* _Task input_:
========

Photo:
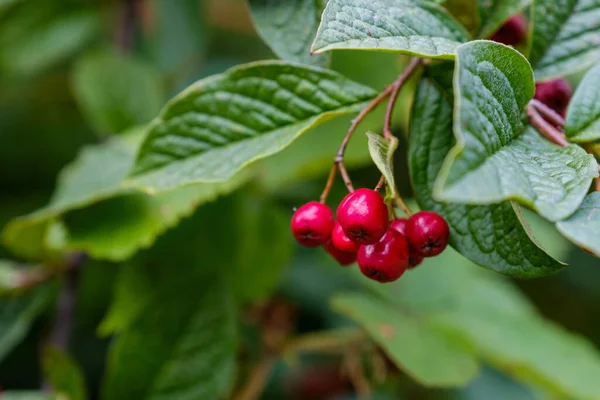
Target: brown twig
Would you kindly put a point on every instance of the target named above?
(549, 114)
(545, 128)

========

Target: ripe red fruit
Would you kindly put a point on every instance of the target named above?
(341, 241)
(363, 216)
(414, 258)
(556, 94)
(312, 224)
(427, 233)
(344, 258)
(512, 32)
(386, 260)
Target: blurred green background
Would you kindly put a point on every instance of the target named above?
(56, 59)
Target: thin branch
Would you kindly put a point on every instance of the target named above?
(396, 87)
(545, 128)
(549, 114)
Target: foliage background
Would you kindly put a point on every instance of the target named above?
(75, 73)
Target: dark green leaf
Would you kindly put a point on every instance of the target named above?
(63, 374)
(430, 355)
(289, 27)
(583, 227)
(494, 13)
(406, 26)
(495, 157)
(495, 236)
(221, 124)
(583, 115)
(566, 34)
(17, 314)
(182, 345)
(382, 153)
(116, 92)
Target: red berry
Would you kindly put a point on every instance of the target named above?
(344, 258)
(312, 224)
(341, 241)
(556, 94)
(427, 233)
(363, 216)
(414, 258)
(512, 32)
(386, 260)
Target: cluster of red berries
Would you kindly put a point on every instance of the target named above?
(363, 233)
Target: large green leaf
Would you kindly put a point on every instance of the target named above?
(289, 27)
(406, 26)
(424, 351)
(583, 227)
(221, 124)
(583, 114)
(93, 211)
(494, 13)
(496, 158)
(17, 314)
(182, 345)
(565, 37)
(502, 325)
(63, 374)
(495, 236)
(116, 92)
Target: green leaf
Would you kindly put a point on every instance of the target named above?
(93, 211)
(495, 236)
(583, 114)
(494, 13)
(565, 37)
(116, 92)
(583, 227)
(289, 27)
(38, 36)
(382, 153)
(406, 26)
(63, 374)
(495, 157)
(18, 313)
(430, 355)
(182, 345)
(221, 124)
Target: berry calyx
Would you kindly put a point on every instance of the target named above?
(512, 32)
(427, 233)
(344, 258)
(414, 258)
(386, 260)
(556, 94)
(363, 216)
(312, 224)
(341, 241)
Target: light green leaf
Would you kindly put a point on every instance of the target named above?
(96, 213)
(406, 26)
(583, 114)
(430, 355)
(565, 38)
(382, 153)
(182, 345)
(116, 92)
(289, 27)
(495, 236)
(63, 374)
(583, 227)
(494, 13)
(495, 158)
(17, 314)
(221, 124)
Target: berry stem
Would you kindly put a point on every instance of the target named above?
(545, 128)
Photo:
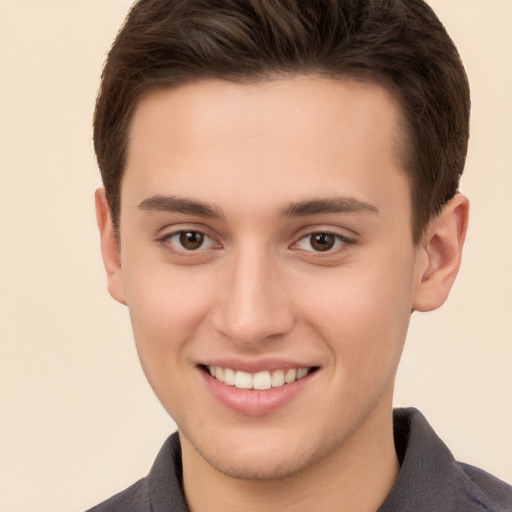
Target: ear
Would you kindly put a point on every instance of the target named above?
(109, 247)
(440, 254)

========

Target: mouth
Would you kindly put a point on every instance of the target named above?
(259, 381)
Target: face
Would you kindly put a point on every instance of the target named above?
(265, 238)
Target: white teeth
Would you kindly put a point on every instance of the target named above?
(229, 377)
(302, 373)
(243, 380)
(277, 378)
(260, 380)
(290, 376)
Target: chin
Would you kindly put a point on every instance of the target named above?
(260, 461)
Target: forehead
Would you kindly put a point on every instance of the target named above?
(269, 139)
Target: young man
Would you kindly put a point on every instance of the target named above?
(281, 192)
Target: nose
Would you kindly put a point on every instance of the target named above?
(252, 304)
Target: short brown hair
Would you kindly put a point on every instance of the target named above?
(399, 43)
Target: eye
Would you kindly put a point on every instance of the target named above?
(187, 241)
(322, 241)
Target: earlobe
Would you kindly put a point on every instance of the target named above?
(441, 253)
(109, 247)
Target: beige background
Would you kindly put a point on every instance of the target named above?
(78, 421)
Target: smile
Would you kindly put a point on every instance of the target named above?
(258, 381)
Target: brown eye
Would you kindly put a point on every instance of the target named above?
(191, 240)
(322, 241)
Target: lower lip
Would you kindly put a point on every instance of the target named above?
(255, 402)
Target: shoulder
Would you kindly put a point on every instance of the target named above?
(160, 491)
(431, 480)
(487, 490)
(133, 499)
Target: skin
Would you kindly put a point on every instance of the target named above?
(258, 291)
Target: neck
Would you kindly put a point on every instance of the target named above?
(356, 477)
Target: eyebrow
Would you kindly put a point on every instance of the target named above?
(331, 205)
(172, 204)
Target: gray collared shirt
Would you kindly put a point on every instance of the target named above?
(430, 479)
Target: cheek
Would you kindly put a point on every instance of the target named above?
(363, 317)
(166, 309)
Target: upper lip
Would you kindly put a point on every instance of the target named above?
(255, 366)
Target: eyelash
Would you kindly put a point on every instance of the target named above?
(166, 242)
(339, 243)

========

Copy every row above that has the word "leaf" in it. Case counts, so only rows matching that exact case qualify.

* _Output for this task_:
Target: dark green leaf
Target: large green leaf
Target: green leaf
Target: light green leaf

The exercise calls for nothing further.